The material below should be copied line for line, please, with pictures omitted.

■ **Records supplied**:
★ ★ ★ ★ ★
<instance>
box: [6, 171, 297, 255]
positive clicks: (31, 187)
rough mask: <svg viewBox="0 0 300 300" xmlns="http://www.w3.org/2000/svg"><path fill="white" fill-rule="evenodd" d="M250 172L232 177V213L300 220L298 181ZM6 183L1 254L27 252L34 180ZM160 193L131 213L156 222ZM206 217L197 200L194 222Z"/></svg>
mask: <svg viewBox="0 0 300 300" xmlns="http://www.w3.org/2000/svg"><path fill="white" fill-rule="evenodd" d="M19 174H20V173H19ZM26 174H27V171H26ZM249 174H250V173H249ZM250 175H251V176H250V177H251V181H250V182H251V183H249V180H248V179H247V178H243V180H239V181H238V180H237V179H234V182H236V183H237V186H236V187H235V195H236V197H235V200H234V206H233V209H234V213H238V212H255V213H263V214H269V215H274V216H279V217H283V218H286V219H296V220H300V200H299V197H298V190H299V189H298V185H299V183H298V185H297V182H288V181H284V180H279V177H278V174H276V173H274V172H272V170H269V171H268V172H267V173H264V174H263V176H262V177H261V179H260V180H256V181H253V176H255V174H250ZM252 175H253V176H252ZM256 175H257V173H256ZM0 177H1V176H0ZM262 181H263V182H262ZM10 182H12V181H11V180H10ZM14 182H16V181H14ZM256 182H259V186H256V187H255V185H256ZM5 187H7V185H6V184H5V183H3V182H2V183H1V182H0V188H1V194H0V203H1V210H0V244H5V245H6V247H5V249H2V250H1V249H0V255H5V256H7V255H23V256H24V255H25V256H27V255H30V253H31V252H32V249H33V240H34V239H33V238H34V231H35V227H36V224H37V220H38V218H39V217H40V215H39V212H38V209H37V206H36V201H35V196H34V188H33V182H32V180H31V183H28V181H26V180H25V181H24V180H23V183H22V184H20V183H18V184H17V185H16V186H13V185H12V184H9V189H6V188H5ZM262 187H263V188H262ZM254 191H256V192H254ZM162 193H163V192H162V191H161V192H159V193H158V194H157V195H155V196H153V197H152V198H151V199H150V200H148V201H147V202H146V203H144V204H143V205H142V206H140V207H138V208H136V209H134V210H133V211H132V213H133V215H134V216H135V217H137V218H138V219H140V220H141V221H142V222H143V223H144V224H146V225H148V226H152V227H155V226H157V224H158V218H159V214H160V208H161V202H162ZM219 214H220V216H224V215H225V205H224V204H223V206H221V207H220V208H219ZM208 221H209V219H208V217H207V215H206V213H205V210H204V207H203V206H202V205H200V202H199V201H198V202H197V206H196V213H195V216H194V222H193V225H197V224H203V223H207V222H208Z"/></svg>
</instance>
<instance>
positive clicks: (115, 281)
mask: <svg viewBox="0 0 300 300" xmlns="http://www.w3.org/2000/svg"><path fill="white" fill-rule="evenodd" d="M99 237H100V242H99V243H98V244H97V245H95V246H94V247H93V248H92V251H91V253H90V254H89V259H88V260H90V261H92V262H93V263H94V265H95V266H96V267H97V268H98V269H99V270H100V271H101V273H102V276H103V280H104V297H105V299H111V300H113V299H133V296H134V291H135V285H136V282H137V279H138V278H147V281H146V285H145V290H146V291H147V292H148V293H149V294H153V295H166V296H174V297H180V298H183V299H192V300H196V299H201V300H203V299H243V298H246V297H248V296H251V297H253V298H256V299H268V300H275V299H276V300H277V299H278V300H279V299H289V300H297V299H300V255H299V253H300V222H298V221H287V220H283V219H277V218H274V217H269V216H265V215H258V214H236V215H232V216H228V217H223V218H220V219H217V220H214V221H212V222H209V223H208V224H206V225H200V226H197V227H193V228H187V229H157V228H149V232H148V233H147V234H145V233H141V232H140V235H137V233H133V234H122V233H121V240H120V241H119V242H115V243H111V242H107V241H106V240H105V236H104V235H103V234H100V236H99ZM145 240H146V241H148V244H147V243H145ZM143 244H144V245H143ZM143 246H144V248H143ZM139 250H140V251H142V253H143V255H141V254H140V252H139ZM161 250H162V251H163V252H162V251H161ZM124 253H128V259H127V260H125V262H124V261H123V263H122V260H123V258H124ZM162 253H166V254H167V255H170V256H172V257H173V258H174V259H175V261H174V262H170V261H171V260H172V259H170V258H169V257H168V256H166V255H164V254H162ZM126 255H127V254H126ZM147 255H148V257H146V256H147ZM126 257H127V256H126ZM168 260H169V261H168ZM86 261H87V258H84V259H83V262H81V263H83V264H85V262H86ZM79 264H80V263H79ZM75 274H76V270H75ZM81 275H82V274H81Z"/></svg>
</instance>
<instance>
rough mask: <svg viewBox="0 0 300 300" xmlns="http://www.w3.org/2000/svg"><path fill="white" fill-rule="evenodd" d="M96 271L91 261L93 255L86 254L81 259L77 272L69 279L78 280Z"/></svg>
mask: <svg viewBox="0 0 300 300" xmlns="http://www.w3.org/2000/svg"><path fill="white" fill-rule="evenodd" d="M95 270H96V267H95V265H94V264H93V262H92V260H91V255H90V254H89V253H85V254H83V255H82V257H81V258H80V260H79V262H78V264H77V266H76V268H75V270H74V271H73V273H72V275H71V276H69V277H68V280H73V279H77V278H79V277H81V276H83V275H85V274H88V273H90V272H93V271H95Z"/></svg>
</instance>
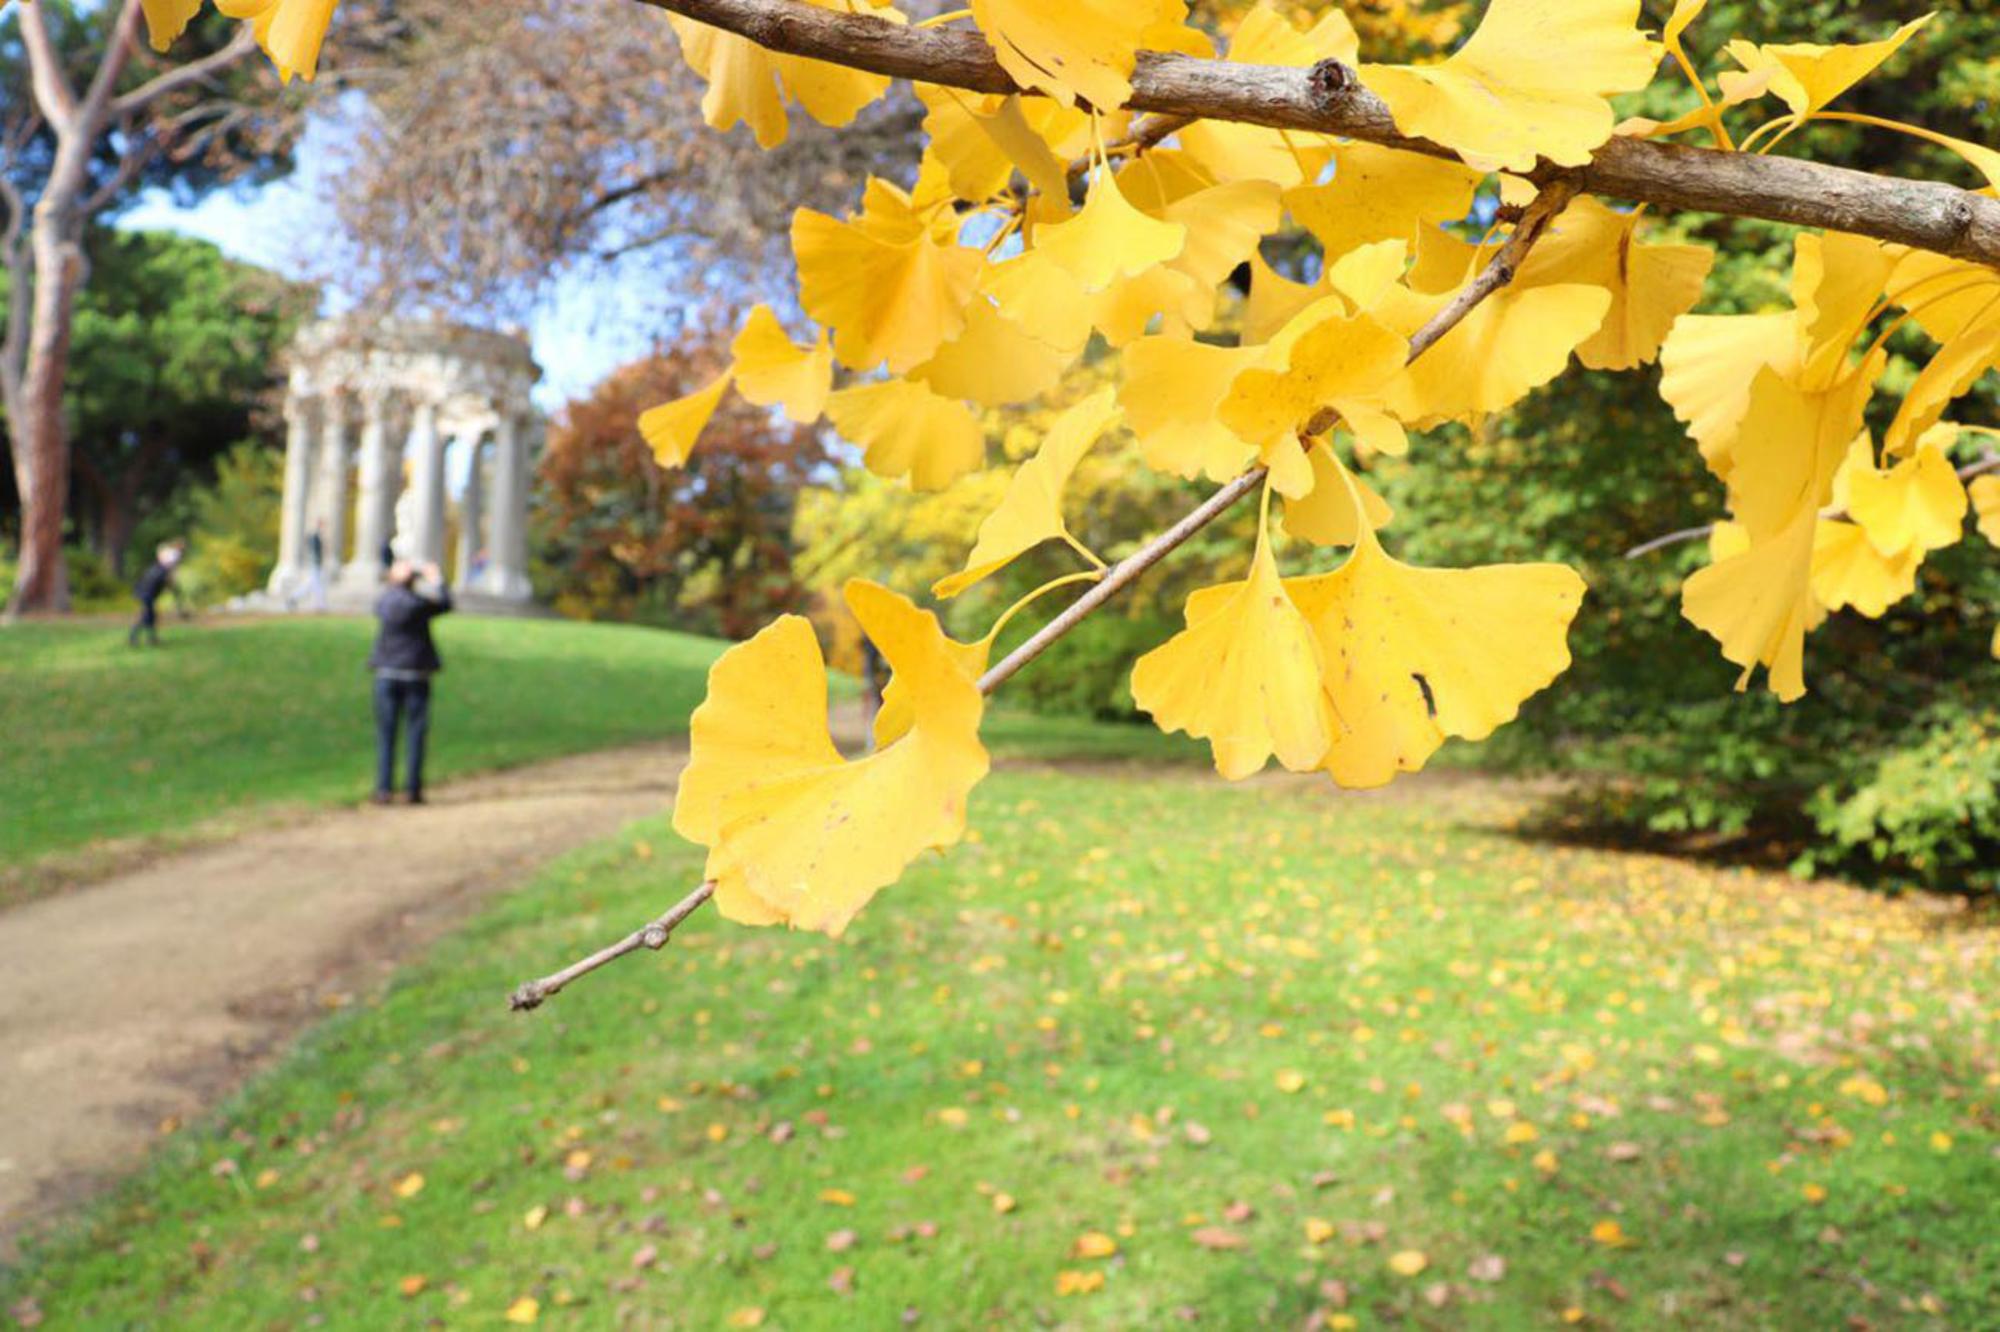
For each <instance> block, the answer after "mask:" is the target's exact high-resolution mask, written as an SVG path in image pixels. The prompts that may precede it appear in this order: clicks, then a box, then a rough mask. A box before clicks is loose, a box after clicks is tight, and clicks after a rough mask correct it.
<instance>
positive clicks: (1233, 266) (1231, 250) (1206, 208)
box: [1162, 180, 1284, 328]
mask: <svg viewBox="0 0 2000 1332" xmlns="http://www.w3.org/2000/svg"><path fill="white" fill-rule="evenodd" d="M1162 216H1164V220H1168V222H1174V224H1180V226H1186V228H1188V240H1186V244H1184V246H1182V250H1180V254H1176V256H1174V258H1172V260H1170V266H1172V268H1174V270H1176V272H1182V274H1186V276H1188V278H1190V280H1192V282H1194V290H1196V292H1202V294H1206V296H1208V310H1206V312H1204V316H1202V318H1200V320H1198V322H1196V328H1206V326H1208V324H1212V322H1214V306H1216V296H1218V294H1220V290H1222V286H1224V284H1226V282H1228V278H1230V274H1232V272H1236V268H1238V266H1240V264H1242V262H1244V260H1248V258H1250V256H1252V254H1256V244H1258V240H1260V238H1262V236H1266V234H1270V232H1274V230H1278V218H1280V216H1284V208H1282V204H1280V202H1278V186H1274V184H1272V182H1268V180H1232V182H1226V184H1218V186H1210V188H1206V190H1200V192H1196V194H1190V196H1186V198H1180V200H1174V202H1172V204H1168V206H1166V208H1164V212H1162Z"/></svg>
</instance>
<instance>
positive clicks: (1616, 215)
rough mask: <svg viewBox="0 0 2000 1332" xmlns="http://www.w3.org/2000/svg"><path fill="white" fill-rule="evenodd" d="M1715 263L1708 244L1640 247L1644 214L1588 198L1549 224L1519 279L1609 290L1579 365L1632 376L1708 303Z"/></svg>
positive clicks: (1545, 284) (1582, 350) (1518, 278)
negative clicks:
★ ★ ★ ★ ★
■ **Solution**:
<instance>
box: [6, 171, 297, 255]
positive clicks: (31, 187)
rough mask: <svg viewBox="0 0 300 300" xmlns="http://www.w3.org/2000/svg"><path fill="white" fill-rule="evenodd" d="M250 172L232 177V213L300 220L298 181ZM6 183L1 254L27 252L34 180ZM160 193L131 213L156 222ZM206 217L197 200L194 222Z"/></svg>
mask: <svg viewBox="0 0 300 300" xmlns="http://www.w3.org/2000/svg"><path fill="white" fill-rule="evenodd" d="M19 174H20V173H19ZM26 174H27V171H26ZM249 174H250V173H249ZM250 175H251V176H250V177H251V181H250V182H251V183H249V180H248V179H247V178H243V180H239V181H238V180H237V179H234V182H236V183H237V186H236V187H235V195H236V197H235V200H234V206H233V209H234V213H238V212H255V213H263V214H269V215H274V216H279V217H283V218H286V219H296V220H300V200H299V197H298V190H299V189H298V185H299V183H298V185H297V182H288V181H284V180H279V177H278V174H276V173H274V172H272V170H269V171H268V172H267V173H264V174H263V176H262V177H261V179H260V180H256V181H253V176H255V174H250ZM252 175H253V176H252ZM256 175H257V173H256ZM0 177H1V176H0ZM262 181H263V182H262ZM10 182H12V181H11V180H10ZM14 182H16V181H14ZM256 182H259V186H256V187H255V185H256ZM5 187H7V185H6V184H5V183H3V182H2V183H1V182H0V188H1V194H0V203H1V210H0V244H5V245H6V247H5V249H2V250H1V249H0V255H5V256H7V255H23V256H24V255H25V256H27V255H30V253H31V252H32V249H33V240H34V239H33V238H34V231H35V227H36V224H37V220H38V218H39V217H40V215H39V212H38V209H37V206H36V201H35V196H34V188H33V182H32V180H31V183H28V181H26V180H25V181H24V180H23V183H22V184H20V183H18V184H17V185H16V186H13V185H12V184H9V189H6V188H5ZM262 187H263V188H262ZM254 191H256V192H254ZM162 193H163V192H162V191H161V192H159V193H158V194H157V195H155V196H153V197H152V198H151V199H150V200H148V201H147V202H146V203H144V204H143V205H142V206H140V207H138V208H136V209H134V210H133V211H132V213H133V215H134V216H135V217H137V218H138V219H140V220H141V221H142V222H143V223H144V224H146V225H148V226H152V227H155V226H157V224H158V218H159V214H160V208H161V202H162ZM219 214H220V216H224V215H225V205H224V204H223V206H221V207H220V208H219ZM208 221H209V219H208V217H207V215H206V213H205V210H204V207H203V206H202V205H200V202H199V201H198V202H197V206H196V213H195V216H194V222H193V225H197V224H203V223H207V222H208Z"/></svg>
</instance>
<instance>
positive clicks: (115, 281)
mask: <svg viewBox="0 0 300 300" xmlns="http://www.w3.org/2000/svg"><path fill="white" fill-rule="evenodd" d="M99 237H100V242H99V243H98V244H97V245H95V246H94V247H93V248H92V251H91V253H90V254H89V259H88V260H90V261H92V262H93V263H94V265H95V266H96V267H97V268H98V269H99V270H100V271H101V273H102V276H103V280H104V297H105V299H111V300H113V299H133V296H134V291H135V285H136V282H137V279H138V278H147V281H146V285H145V290H146V291H147V292H148V293H149V294H153V295H166V296H174V297H180V298H183V299H192V300H196V299H201V300H203V299H243V298H246V297H248V296H251V297H253V298H256V299H268V300H275V299H276V300H277V299H278V300H279V299H289V300H297V299H300V255H299V253H300V222H298V221H287V220H283V219H277V218H274V217H269V216H265V215H258V214H236V215H232V216H228V217H223V218H220V219H217V220H214V221H212V222H209V223H208V224H206V225H200V226H197V227H193V228H187V229H157V228H149V232H148V233H147V234H145V233H141V232H140V235H137V233H133V234H122V233H121V240H120V241H119V242H115V243H111V242H107V241H106V240H105V236H104V235H103V234H100V236H99ZM145 240H146V241H148V244H147V243H145ZM143 244H144V245H143ZM143 246H144V248H143ZM139 250H140V251H142V253H143V255H141V254H140V252H139ZM161 250H162V251H163V252H162V251H161ZM124 253H128V259H127V260H125V262H124V261H123V263H122V260H123V258H124ZM162 253H166V254H167V255H170V256H172V257H173V258H174V259H175V261H174V262H170V261H171V260H172V259H170V258H169V257H168V256H166V255H164V254H162ZM126 255H127V254H126ZM147 255H148V257H146V256H147ZM126 257H127V256H126ZM168 260H169V261H168ZM86 261H87V258H84V259H83V262H81V263H83V264H85V262H86ZM79 264H80V263H79ZM75 274H76V270H75ZM81 275H82V274H81Z"/></svg>
</instance>
<instance>
rough mask: <svg viewBox="0 0 300 300" xmlns="http://www.w3.org/2000/svg"><path fill="white" fill-rule="evenodd" d="M96 271L91 261L93 255L86 254L81 259L77 272L69 279L78 280Z"/></svg>
mask: <svg viewBox="0 0 300 300" xmlns="http://www.w3.org/2000/svg"><path fill="white" fill-rule="evenodd" d="M95 270H96V267H95V265H94V264H93V262H92V260H91V255H90V254H89V253H85V254H83V255H82V257H81V258H80V260H79V262H78V264H77V266H76V268H75V270H74V271H73V273H72V275H71V276H69V277H68V280H73V279H77V278H79V277H81V276H83V275H85V274H88V273H90V272H93V271H95Z"/></svg>
</instance>
For each <instance> block, the answer after "mask:" is the target's exact high-resolution mask, written as an SVG path in image pixels. The prompts that may precede it appear in this order: clicks, then a box, then a rough mask. A box before clicks is loose, a box after clicks is tight, and clicks after a rough mask correct it.
<instance>
positive clicks: (1233, 266) (1231, 250) (1206, 208)
box: [1162, 180, 1284, 328]
mask: <svg viewBox="0 0 2000 1332" xmlns="http://www.w3.org/2000/svg"><path fill="white" fill-rule="evenodd" d="M1162 216H1164V220H1168V222H1174V224H1180V226H1186V228H1188V240H1186V244H1184V246H1182V250H1180V254H1176V256H1174V258H1172V260H1170V266H1172V268H1174V270H1176V272H1182V274H1186V276H1188V278H1190V280H1192V282H1194V290H1196V292H1202V294H1206V296H1208V310H1206V312H1204V316H1202V318H1200V320H1198V322H1196V328H1206V326H1208V324H1212V322H1214V306H1216V296H1218V294H1220V290H1222V286H1224V284H1226V282H1228V278H1230V274H1232V272H1236V268H1238V266H1240V264H1242V262H1244V260H1248V258H1250V256H1252V254H1256V244H1258V240H1260V238H1262V236H1266V234H1270V232H1274V230H1278V218H1280V216H1284V208H1282V204H1280V202H1278V186H1274V184H1272V182H1268V180H1232V182H1226V184H1218V186H1210V188H1206V190H1200V192H1196V194H1190V196H1186V198H1180V200H1174V202H1172V204H1168V206H1166V208H1164V212H1162Z"/></svg>
</instance>
<instance>
positive clicks: (1616, 215)
rough mask: <svg viewBox="0 0 2000 1332" xmlns="http://www.w3.org/2000/svg"><path fill="white" fill-rule="evenodd" d="M1715 263L1708 244L1640 247L1644 214L1588 198L1549 224L1519 279L1609 290L1579 365L1632 376L1708 303Z"/></svg>
positive clicks: (1545, 284) (1582, 350) (1518, 278)
negative clicks:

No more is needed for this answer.